# Activity
The response must consist of the lines below from the one with "negative clicks: (405, 498)" through the one with "box: [278, 74, 614, 591]", exactly as they appear and with both ends kept.

Top of Dataset extract

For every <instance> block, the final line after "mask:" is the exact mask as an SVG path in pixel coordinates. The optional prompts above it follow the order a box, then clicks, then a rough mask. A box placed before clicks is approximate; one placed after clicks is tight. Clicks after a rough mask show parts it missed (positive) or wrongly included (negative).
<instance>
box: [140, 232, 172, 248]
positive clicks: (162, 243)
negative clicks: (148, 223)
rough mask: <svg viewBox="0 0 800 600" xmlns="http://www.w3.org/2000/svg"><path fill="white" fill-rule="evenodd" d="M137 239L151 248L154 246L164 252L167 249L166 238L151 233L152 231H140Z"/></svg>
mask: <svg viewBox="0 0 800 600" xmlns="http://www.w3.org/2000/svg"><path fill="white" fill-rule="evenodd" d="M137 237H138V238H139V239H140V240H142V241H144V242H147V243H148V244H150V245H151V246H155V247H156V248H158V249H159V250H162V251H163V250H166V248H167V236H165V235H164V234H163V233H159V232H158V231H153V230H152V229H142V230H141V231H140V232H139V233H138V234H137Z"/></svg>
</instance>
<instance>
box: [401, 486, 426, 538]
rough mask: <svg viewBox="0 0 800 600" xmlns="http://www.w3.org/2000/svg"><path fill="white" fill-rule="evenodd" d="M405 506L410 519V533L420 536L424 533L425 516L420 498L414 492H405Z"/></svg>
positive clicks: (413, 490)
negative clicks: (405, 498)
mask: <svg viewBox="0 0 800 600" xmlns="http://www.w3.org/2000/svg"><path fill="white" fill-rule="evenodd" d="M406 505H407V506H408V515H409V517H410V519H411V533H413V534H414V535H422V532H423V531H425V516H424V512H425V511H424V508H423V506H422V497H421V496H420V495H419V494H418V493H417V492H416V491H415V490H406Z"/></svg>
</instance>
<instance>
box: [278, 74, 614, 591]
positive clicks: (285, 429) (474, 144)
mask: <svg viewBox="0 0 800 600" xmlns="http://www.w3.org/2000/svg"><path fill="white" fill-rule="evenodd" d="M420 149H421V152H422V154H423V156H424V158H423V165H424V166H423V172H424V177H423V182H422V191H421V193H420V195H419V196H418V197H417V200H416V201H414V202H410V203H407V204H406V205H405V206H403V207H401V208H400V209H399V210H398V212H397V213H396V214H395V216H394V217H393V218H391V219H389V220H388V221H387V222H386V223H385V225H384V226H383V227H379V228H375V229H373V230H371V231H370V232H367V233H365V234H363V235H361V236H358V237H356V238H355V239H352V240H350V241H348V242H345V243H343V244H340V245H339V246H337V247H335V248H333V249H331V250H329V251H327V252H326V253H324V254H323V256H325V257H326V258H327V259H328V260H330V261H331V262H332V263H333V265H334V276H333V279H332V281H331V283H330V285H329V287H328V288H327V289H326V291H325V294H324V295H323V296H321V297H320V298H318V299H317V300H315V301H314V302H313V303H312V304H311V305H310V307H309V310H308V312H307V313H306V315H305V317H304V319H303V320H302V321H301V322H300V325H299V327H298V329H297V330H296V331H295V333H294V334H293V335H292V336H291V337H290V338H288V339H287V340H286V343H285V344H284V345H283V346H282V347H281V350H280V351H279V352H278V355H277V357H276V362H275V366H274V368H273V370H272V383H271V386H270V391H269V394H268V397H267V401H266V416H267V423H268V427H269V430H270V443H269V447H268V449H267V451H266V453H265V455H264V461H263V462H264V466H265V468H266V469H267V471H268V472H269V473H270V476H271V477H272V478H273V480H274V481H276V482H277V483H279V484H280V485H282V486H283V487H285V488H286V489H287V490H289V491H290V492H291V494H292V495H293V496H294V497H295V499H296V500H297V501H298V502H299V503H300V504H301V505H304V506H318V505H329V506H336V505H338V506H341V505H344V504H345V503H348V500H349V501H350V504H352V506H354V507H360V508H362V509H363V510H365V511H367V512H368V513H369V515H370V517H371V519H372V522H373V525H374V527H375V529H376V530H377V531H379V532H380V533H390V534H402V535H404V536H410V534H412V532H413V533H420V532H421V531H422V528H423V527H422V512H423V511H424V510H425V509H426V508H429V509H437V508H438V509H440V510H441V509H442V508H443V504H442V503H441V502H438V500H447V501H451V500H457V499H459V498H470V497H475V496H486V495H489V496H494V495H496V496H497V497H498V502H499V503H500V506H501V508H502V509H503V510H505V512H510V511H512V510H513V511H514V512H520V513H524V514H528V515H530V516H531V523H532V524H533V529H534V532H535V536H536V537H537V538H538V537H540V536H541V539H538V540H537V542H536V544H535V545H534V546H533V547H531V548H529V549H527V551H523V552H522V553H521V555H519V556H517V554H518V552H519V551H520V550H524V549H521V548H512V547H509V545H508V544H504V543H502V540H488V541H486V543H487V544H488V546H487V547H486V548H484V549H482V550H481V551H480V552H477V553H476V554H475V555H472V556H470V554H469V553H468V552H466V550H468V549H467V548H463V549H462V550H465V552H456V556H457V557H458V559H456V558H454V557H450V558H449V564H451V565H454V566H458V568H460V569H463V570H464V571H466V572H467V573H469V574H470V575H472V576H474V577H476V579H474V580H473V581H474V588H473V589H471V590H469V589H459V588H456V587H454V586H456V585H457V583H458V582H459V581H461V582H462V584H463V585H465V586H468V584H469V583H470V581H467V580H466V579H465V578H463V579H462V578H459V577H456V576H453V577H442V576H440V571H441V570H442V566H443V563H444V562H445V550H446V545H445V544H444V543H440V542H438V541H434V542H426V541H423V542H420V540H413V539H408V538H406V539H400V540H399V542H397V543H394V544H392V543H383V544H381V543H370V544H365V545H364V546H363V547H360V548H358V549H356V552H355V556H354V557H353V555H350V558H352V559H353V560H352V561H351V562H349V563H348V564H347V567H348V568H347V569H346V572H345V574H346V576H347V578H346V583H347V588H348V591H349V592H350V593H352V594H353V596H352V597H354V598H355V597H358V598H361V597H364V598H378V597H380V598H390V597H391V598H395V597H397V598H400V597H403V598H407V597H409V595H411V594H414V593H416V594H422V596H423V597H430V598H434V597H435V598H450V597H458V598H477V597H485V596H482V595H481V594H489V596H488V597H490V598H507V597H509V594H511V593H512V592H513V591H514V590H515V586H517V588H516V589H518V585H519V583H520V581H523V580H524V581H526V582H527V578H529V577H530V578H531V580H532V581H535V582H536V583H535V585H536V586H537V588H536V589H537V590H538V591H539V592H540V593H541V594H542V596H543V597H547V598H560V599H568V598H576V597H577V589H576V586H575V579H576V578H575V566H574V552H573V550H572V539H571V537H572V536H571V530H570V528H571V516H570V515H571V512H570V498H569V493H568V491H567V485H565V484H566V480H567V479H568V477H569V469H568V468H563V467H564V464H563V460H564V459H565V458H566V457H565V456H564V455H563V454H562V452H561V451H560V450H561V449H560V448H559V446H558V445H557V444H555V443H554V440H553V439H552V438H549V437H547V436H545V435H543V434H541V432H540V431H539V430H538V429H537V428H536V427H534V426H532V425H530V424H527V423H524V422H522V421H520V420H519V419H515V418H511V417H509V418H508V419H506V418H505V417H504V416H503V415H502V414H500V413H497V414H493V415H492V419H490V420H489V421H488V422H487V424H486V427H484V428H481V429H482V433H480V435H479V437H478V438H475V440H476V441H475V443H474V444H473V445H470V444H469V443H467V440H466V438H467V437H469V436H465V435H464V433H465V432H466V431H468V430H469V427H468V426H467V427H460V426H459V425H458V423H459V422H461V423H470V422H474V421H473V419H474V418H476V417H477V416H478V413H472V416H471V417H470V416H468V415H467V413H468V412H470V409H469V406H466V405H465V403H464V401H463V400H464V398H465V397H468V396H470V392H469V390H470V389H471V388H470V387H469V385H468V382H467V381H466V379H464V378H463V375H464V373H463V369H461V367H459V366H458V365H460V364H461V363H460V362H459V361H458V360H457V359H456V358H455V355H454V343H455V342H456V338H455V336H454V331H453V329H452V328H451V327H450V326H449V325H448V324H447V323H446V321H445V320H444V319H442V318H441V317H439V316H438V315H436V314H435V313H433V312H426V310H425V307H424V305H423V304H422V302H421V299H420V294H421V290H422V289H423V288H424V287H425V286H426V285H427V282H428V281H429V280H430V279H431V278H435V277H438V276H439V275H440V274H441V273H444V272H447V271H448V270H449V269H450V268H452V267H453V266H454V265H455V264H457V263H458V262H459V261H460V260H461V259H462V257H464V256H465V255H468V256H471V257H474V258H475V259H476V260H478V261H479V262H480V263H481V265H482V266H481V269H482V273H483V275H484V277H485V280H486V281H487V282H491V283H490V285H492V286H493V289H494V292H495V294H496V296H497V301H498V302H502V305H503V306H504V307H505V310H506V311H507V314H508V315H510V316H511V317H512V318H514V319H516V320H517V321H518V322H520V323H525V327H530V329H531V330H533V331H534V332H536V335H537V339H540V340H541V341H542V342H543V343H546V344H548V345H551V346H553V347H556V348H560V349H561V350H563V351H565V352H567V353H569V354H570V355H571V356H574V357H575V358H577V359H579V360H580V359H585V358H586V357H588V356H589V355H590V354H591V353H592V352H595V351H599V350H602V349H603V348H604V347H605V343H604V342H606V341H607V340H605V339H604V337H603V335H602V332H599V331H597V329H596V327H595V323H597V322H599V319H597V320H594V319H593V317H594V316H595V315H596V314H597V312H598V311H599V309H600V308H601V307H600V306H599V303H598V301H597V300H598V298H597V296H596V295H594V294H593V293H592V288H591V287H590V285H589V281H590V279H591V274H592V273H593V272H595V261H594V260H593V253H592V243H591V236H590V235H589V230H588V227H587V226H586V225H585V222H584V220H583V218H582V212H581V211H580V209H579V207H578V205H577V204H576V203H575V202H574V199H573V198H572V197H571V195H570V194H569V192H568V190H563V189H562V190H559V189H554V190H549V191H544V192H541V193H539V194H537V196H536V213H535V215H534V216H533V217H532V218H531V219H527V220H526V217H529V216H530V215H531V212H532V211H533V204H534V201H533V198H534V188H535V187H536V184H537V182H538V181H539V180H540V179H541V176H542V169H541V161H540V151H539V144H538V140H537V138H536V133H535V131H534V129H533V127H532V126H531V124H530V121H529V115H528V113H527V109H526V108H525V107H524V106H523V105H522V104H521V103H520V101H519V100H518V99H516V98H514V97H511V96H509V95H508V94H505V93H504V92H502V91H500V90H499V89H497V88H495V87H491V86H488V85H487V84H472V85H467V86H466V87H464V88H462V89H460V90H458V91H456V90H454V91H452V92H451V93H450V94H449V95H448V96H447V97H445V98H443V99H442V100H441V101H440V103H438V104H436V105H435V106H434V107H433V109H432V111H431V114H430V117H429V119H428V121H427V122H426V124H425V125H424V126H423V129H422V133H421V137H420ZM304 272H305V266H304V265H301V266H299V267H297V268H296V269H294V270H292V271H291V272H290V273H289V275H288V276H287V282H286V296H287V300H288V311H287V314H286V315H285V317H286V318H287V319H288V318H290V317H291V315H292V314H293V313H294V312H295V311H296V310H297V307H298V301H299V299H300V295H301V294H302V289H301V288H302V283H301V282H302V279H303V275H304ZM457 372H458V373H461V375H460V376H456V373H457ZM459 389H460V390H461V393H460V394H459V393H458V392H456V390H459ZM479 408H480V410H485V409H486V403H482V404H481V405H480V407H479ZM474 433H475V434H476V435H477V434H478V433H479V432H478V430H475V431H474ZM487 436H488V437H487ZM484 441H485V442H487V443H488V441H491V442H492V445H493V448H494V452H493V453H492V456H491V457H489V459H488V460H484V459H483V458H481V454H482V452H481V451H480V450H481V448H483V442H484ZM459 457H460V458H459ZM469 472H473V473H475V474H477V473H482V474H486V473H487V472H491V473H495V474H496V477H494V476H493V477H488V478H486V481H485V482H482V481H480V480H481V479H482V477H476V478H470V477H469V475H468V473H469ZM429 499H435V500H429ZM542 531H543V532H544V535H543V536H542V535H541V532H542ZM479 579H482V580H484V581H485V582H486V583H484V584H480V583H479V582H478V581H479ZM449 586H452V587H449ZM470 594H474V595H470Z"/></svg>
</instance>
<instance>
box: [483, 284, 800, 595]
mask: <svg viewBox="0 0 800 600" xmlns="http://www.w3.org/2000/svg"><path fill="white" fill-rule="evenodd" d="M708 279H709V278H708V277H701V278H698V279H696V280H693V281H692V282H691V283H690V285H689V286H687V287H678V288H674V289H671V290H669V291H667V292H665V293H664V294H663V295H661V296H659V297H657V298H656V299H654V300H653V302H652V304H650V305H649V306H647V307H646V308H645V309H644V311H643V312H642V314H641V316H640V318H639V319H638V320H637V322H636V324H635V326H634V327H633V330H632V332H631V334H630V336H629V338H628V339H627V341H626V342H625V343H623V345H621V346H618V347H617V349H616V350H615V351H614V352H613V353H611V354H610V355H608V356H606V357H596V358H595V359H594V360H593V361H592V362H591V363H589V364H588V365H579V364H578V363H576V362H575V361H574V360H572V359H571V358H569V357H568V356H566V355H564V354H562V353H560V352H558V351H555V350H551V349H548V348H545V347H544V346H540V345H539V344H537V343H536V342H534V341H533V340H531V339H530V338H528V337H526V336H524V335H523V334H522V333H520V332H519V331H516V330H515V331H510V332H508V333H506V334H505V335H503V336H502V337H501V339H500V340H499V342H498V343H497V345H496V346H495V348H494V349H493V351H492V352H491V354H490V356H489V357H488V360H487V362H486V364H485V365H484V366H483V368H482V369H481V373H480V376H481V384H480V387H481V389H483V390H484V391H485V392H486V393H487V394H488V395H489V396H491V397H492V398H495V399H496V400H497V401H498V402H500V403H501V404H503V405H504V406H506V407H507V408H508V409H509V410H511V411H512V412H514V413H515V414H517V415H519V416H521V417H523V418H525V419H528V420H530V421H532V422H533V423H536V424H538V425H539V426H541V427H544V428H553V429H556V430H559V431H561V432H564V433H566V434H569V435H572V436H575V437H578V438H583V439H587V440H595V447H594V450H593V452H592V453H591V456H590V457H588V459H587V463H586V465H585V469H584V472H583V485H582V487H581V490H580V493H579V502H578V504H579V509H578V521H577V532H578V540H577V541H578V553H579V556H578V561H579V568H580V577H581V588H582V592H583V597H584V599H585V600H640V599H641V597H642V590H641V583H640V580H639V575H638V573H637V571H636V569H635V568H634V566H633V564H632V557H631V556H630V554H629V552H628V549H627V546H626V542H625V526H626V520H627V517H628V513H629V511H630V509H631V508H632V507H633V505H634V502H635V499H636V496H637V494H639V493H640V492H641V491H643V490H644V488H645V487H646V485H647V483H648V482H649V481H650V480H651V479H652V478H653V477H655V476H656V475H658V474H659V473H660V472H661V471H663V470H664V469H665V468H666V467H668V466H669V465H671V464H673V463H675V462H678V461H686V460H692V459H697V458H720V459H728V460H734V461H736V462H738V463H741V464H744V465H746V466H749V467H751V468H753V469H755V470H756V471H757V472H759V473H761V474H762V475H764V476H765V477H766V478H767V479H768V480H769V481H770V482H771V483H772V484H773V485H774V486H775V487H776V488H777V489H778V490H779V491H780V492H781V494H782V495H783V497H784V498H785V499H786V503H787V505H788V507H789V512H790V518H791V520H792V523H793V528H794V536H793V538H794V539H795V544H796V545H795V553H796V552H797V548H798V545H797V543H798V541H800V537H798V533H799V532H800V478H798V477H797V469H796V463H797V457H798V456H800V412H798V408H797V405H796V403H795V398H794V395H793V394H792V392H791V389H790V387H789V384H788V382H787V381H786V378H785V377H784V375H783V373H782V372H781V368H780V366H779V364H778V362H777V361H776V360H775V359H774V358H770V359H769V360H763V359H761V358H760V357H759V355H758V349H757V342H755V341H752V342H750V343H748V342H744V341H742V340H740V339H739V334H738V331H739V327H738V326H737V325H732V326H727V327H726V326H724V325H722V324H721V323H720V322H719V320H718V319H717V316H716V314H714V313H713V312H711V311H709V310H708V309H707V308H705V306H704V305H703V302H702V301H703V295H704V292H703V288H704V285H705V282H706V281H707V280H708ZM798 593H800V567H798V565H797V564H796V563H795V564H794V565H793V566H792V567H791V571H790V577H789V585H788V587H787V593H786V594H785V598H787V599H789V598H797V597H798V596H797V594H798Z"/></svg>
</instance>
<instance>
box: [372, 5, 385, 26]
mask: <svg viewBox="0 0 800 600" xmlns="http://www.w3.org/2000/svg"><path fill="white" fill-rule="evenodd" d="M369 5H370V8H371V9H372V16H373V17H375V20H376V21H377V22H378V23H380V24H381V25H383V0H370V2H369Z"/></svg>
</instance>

Bottom of Dataset extract

# Exercise solution
negative clicks: (405, 498)
mask: <svg viewBox="0 0 800 600" xmlns="http://www.w3.org/2000/svg"><path fill="white" fill-rule="evenodd" d="M406 505H407V506H408V515H409V517H410V519H411V533H413V534H414V535H422V532H423V531H425V516H424V512H425V511H424V508H423V506H422V497H421V496H420V495H419V494H418V493H417V492H416V491H415V490H406Z"/></svg>
</instance>
<instance>
box: [278, 74, 614, 591]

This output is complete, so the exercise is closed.